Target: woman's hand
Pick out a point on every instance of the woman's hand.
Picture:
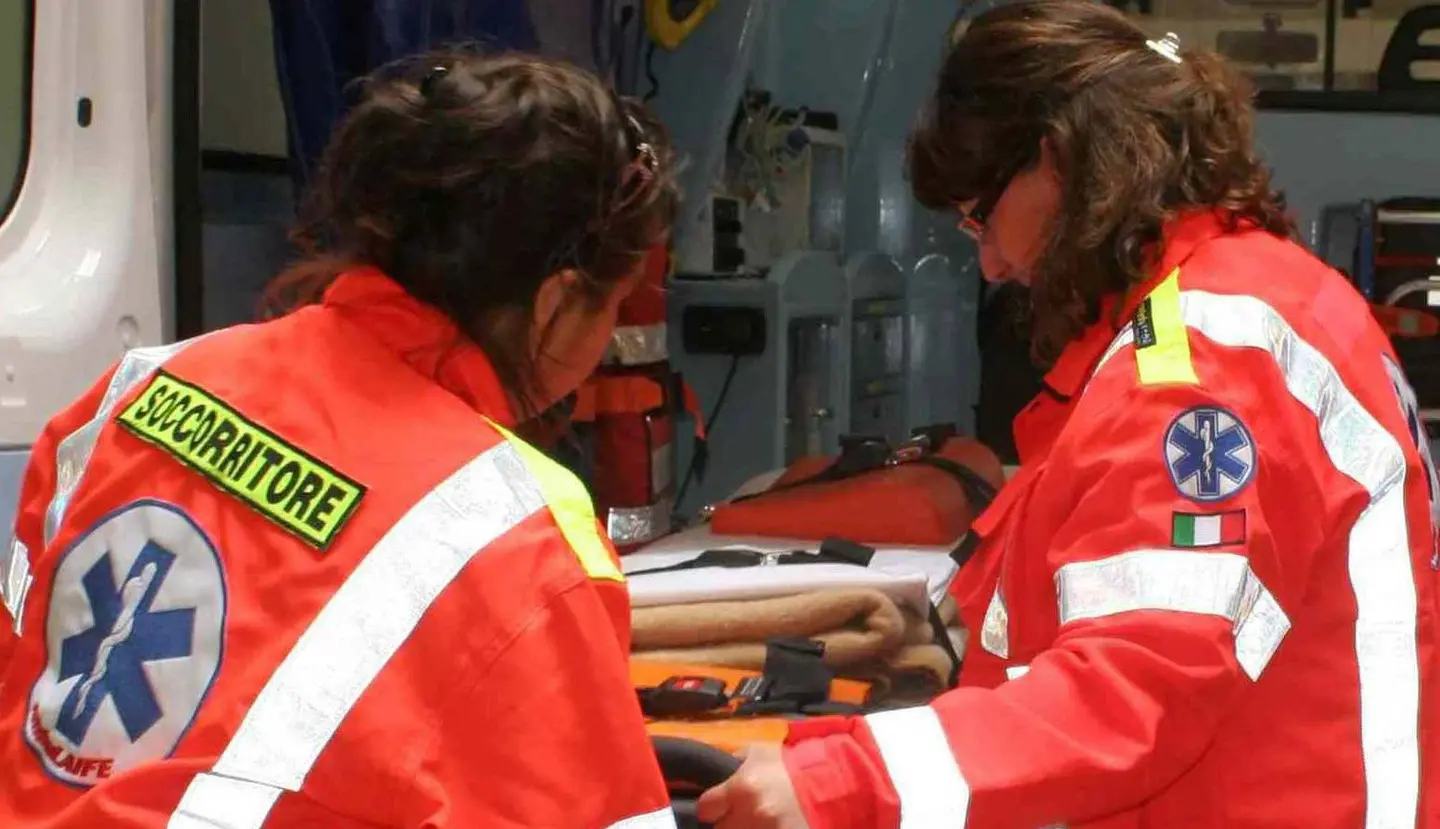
(758, 796)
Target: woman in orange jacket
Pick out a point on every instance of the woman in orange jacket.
(303, 573)
(1208, 596)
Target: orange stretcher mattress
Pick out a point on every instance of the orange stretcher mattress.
(920, 504)
(720, 730)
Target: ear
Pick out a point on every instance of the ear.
(553, 297)
(1047, 154)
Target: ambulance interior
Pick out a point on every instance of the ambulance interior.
(146, 184)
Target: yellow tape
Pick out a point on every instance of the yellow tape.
(245, 459)
(1161, 340)
(572, 508)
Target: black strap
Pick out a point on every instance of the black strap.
(965, 550)
(977, 490)
(861, 455)
(831, 551)
(942, 638)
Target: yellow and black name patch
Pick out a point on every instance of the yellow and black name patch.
(275, 478)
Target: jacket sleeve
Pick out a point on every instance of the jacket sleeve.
(1168, 608)
(558, 720)
(20, 550)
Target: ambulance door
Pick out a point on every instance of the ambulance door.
(87, 229)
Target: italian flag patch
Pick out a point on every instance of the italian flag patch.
(1208, 530)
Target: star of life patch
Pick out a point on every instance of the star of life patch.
(134, 635)
(1210, 454)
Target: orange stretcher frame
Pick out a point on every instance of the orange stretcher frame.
(727, 733)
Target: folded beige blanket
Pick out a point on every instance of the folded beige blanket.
(864, 632)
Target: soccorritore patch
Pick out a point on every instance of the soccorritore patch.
(272, 477)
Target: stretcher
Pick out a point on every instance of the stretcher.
(738, 633)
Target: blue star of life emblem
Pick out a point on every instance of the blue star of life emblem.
(134, 633)
(1210, 454)
(127, 633)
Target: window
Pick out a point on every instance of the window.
(1315, 53)
(15, 97)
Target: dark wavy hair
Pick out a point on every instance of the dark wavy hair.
(1135, 137)
(471, 179)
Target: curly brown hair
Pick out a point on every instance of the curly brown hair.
(470, 180)
(1135, 136)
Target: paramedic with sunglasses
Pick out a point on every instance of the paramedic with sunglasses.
(304, 573)
(1208, 596)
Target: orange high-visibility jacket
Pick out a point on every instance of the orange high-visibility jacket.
(298, 574)
(1207, 599)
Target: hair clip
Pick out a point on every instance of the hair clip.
(1167, 48)
(432, 78)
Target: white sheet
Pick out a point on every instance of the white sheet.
(915, 576)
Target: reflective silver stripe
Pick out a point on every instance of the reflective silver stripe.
(357, 632)
(15, 580)
(74, 451)
(995, 629)
(1181, 580)
(657, 819)
(922, 767)
(246, 805)
(638, 524)
(638, 344)
(1380, 566)
(213, 802)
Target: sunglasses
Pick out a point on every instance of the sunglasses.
(972, 222)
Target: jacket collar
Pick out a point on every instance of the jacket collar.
(1181, 236)
(422, 337)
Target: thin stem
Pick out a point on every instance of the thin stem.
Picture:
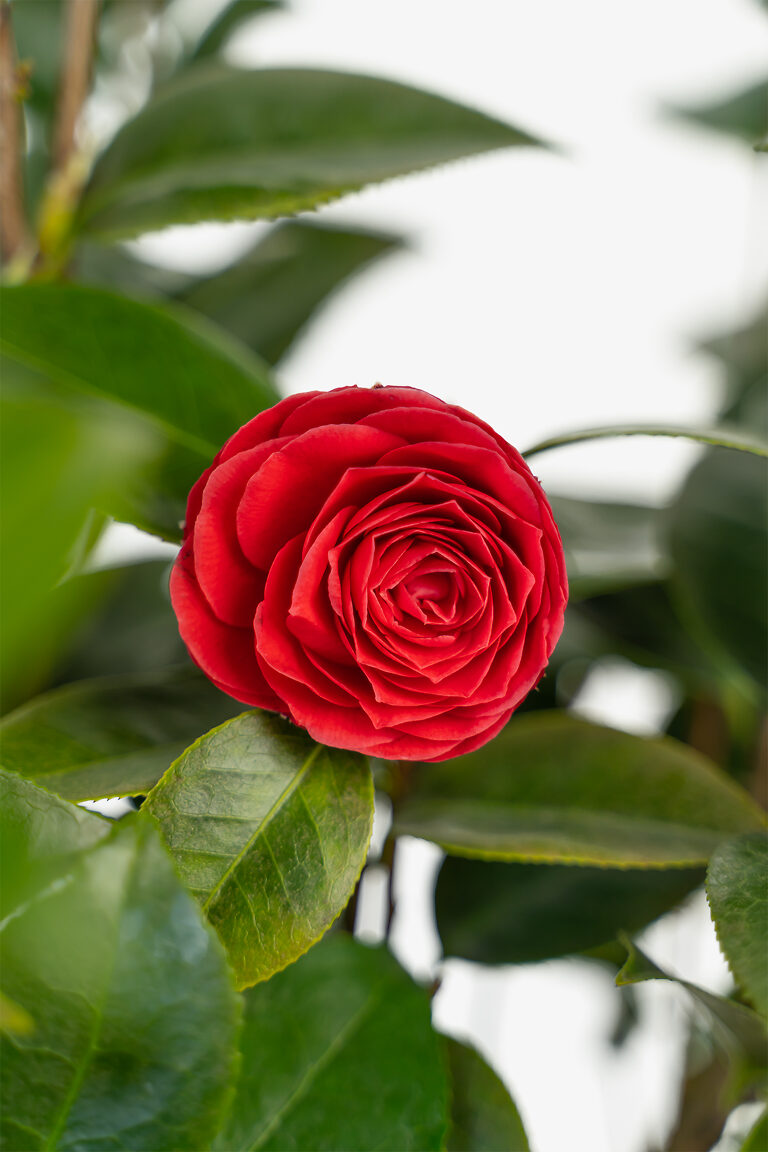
(13, 224)
(80, 35)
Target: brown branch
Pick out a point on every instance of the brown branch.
(81, 21)
(13, 225)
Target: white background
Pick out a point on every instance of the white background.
(547, 292)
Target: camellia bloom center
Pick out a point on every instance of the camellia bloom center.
(378, 565)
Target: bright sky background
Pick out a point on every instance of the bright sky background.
(545, 293)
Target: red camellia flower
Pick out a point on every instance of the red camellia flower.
(375, 563)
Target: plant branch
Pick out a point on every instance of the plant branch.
(13, 225)
(80, 35)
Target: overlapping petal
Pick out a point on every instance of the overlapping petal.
(378, 565)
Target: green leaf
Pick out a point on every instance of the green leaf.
(266, 297)
(483, 1115)
(518, 914)
(554, 789)
(337, 1052)
(607, 545)
(58, 461)
(722, 438)
(219, 143)
(738, 1029)
(270, 831)
(135, 1015)
(717, 529)
(131, 628)
(14, 1020)
(228, 21)
(737, 889)
(189, 385)
(643, 624)
(744, 114)
(757, 1139)
(114, 736)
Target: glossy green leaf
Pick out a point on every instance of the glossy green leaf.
(483, 1115)
(517, 914)
(337, 1052)
(717, 531)
(114, 736)
(744, 114)
(757, 1138)
(736, 438)
(607, 545)
(738, 1029)
(555, 789)
(737, 891)
(14, 1018)
(228, 21)
(58, 461)
(270, 831)
(134, 1009)
(220, 143)
(266, 297)
(188, 384)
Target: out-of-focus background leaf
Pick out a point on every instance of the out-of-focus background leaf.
(112, 736)
(555, 789)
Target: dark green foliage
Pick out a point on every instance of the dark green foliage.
(131, 1006)
(337, 1052)
(516, 914)
(270, 831)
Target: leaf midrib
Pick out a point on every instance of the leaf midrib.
(284, 795)
(340, 1040)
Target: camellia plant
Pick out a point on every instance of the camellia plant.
(369, 597)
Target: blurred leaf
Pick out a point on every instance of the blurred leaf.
(483, 1115)
(14, 1020)
(337, 1052)
(228, 21)
(40, 836)
(114, 266)
(519, 914)
(717, 531)
(743, 351)
(220, 143)
(738, 1029)
(735, 438)
(132, 1003)
(554, 789)
(266, 297)
(114, 736)
(131, 628)
(757, 1139)
(744, 114)
(607, 545)
(187, 383)
(737, 891)
(271, 832)
(56, 462)
(641, 623)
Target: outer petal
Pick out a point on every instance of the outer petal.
(226, 654)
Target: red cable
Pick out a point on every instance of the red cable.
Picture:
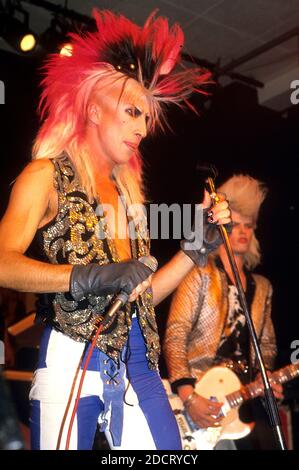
(87, 360)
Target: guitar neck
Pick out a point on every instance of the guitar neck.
(255, 389)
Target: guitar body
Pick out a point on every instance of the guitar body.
(215, 384)
(219, 382)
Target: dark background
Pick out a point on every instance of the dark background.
(234, 133)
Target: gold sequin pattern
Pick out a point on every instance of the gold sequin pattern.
(73, 238)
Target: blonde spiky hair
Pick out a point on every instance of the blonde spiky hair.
(245, 195)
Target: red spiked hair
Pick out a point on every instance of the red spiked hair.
(148, 54)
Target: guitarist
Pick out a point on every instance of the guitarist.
(206, 325)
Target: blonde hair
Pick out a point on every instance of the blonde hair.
(64, 132)
(245, 195)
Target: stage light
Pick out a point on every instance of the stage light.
(66, 50)
(14, 31)
(54, 39)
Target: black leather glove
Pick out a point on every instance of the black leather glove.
(107, 279)
(211, 240)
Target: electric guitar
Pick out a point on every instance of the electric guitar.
(222, 384)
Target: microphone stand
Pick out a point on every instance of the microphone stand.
(269, 396)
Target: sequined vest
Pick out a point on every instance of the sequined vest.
(73, 237)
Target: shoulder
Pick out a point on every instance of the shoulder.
(262, 282)
(41, 166)
(35, 181)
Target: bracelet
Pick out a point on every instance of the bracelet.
(190, 399)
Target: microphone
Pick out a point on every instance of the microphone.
(122, 297)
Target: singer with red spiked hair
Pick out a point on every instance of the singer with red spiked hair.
(58, 237)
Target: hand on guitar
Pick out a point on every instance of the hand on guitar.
(202, 411)
(276, 387)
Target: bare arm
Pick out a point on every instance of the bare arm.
(167, 279)
(28, 205)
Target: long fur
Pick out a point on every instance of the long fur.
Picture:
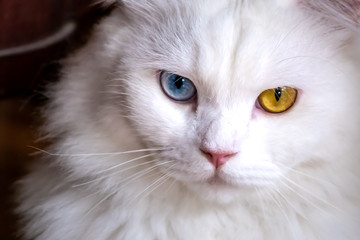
(126, 163)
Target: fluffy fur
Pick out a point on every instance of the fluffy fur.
(295, 174)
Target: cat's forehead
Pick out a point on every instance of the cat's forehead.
(222, 45)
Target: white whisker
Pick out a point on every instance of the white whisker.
(100, 154)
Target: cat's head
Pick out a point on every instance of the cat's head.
(243, 92)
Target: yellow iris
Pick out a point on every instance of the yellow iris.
(277, 100)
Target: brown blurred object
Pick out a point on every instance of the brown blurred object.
(34, 36)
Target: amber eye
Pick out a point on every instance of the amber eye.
(277, 100)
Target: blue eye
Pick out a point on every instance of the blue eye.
(177, 87)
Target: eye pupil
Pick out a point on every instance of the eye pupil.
(269, 100)
(179, 82)
(177, 87)
(277, 93)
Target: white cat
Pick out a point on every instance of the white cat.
(205, 119)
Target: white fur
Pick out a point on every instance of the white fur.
(295, 175)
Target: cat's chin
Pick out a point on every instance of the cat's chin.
(216, 189)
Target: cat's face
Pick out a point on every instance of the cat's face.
(193, 75)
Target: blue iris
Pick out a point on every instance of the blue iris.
(177, 87)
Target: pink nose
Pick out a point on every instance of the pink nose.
(217, 158)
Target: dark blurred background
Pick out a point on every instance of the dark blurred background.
(34, 36)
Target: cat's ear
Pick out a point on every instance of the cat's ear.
(106, 3)
(336, 13)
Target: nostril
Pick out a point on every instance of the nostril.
(217, 157)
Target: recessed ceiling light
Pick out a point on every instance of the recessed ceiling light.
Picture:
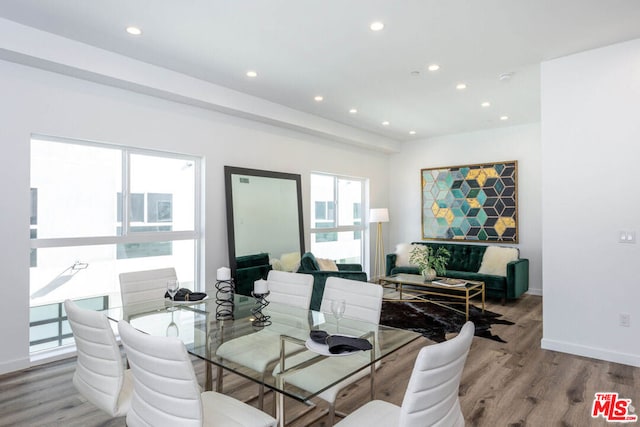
(376, 26)
(134, 31)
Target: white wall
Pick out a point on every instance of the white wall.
(521, 143)
(36, 101)
(591, 148)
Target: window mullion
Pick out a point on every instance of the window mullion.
(126, 192)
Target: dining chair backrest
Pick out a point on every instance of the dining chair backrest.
(141, 286)
(431, 397)
(100, 373)
(166, 390)
(290, 288)
(363, 299)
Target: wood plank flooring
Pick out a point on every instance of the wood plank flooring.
(504, 384)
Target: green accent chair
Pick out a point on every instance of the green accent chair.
(309, 265)
(250, 268)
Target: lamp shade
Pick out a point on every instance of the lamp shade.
(379, 215)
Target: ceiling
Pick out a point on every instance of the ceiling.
(301, 49)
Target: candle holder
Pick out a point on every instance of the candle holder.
(260, 319)
(224, 299)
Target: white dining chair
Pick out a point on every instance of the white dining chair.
(293, 289)
(287, 289)
(431, 397)
(166, 390)
(100, 375)
(364, 303)
(141, 286)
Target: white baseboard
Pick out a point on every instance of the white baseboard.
(14, 365)
(592, 352)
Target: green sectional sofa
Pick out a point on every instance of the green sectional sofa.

══════════════════════════════

Your instructions:
Reproduce the lines of the data above, from the line containing "Target: folded beige blanket" down to the line containing "(1135, 136)", switching "blanket" to "quilt" and leaving everything else unchanged.

Result of this exercise:
Target: folded beige quilt
Pick out a point on every instance of the folded beige quilt.
(864, 632)
Target: soccorritore patch
Pick out a point on every instance of the soccorritore patch.
(272, 477)
Target: stretcher
Pick out a point on every instance of the stretcher.
(738, 633)
Target: blue star of life emblem
Pick out a point on every instance of the blue star of life emblem.
(134, 633)
(1210, 454)
(127, 633)
Target: window
Pick out a point on every instance of the window.
(1315, 53)
(15, 97)
Target: dark wavy hair
Pick out a point on every instance of the dark wavy hair.
(1135, 137)
(471, 179)
Target: curly brown hair
Pick out a point on every instance of the curly brown hair.
(470, 180)
(1135, 136)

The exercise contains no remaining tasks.